As someone with an interest in both science and language, How Language Began seemed an ideal combination - which managed to intrigue and disappoint me in equal measures.
Let's get that disappointment out the way first, as it's hardly the fault of Daniel Everett. This isn't really science (and so the title of the book is rather misleading, but I suppose 'One possibility for how language began' wouldn't be as punchy). It's hard to see how this could be science. Our ideas on the exact detail of hominin/hominid development aren't 100 percent clear - how much more vague are we inevitably about something that leaves no direct traces whatsoever: the beginnings of language?
Because there is so little evidence to base arguments on, what we end up with is far more like a philosophical debate than modern science. Ancient Greek philosophers would have been totally comfortable with this battle of ideas with very limited recourse to data (and would also have been very familiar with the feel of Everett's barbed attacks on Noam Chomsky). I shouldn't have expected anything different - but it was still a disappointment.

Stored data entries
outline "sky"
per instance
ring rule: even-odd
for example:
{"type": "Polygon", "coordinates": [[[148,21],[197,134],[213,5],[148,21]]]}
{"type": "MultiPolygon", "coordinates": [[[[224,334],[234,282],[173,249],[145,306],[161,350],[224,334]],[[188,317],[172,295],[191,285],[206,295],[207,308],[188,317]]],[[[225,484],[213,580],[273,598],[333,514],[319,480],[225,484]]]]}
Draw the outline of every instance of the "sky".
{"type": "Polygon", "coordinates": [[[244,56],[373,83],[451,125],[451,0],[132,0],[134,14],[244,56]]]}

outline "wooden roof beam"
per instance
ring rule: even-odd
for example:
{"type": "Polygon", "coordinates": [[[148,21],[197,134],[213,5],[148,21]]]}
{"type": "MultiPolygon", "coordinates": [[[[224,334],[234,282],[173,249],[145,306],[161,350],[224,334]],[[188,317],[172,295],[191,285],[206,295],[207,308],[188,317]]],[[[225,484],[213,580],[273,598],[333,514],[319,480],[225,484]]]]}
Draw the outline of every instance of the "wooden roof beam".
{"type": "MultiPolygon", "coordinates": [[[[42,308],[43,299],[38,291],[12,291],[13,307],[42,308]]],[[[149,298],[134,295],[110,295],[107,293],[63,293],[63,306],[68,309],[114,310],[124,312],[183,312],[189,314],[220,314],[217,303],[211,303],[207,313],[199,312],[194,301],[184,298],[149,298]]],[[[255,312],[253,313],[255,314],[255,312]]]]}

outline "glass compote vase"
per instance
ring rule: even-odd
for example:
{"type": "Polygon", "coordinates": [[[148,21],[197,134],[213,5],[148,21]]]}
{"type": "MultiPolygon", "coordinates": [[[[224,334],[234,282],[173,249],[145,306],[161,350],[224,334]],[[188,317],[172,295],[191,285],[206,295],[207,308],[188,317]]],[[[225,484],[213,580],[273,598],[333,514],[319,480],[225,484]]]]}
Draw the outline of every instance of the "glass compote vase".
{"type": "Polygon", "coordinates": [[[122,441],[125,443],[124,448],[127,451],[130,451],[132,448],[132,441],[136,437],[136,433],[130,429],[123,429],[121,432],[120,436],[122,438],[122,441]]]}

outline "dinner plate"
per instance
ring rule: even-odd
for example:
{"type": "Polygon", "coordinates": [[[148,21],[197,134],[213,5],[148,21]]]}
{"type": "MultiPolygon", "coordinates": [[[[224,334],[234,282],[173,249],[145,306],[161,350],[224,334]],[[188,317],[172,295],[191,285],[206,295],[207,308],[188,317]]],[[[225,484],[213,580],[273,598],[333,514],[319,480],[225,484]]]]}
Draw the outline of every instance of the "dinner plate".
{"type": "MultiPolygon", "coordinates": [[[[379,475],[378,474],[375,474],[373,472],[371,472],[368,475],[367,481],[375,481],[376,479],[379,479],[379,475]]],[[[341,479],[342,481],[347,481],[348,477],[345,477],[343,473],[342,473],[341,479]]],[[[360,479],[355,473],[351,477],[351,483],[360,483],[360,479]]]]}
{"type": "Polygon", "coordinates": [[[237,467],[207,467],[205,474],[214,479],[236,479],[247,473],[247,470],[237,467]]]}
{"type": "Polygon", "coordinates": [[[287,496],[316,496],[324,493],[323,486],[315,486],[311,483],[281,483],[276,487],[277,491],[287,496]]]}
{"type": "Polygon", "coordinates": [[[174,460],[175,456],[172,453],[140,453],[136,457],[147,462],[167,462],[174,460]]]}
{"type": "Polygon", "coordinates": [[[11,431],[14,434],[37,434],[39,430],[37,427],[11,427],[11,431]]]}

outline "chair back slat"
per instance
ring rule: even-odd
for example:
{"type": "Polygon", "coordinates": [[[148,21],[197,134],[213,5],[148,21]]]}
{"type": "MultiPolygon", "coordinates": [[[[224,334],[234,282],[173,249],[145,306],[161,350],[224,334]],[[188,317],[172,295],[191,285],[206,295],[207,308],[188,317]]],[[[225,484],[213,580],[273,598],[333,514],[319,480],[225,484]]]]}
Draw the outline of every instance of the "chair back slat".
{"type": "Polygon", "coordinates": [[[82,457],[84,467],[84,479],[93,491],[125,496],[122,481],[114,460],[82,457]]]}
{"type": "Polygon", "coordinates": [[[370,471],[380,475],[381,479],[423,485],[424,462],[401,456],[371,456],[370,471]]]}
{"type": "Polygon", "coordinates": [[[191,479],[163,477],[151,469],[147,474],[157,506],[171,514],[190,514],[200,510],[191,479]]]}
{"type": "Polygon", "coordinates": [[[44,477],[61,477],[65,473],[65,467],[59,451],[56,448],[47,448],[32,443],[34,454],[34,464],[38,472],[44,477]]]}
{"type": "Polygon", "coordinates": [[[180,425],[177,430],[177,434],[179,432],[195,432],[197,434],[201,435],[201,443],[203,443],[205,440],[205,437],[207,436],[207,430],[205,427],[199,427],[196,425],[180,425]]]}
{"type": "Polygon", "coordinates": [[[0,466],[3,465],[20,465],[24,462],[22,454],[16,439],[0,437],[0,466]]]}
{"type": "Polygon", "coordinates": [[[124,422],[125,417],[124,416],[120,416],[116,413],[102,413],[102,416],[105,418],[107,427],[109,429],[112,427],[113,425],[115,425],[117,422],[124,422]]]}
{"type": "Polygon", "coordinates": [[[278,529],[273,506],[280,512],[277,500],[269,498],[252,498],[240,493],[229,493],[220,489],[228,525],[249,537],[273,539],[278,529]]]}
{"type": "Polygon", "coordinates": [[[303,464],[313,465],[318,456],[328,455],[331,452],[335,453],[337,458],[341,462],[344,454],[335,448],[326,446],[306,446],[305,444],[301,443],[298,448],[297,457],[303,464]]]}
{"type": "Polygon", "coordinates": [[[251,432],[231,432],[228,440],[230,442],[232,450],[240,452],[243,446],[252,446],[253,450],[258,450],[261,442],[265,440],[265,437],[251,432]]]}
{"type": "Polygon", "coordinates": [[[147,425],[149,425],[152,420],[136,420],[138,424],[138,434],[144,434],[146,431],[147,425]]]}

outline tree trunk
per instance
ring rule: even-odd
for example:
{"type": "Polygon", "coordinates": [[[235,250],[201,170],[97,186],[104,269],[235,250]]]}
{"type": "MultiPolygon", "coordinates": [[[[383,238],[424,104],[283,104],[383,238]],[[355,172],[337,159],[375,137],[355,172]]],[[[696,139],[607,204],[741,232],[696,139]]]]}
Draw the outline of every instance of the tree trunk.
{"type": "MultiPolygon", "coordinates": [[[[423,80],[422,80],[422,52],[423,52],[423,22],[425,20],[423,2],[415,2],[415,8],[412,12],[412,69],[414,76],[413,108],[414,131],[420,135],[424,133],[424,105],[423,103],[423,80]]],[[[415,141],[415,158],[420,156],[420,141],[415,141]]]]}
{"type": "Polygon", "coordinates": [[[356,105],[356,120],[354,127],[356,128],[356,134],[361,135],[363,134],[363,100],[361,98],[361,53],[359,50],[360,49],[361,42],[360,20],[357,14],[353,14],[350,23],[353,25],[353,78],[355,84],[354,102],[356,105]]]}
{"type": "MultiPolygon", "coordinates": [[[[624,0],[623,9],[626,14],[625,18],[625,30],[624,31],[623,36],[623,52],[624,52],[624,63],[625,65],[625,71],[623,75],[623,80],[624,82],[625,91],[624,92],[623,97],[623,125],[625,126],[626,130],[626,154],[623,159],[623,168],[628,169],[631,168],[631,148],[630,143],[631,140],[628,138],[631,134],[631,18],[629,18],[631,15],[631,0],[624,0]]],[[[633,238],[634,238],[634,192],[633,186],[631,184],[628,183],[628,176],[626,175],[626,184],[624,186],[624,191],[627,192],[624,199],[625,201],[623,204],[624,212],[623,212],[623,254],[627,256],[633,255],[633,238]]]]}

*ASSIGNMENT:*
Return the part of the review starting with "Let's get that" and going on through "beginnings of language?". The material above stands apart from the review.

*SOLUTION FOR THIS EXERCISE:*
Let's get that disappointment out the way first, as it's hardly the fault of Daniel Everett. This isn't really science (and so the title of the book is rather misleading, but I suppose 'One possibility for how language began' wouldn't be as punchy). It's hard to see how this could be science. Our ideas on the exact detail of hominin/hominid development aren't 100 percent clear - how much more vague are we inevitably about something that leaves no direct traces whatsoever: the beginnings of language?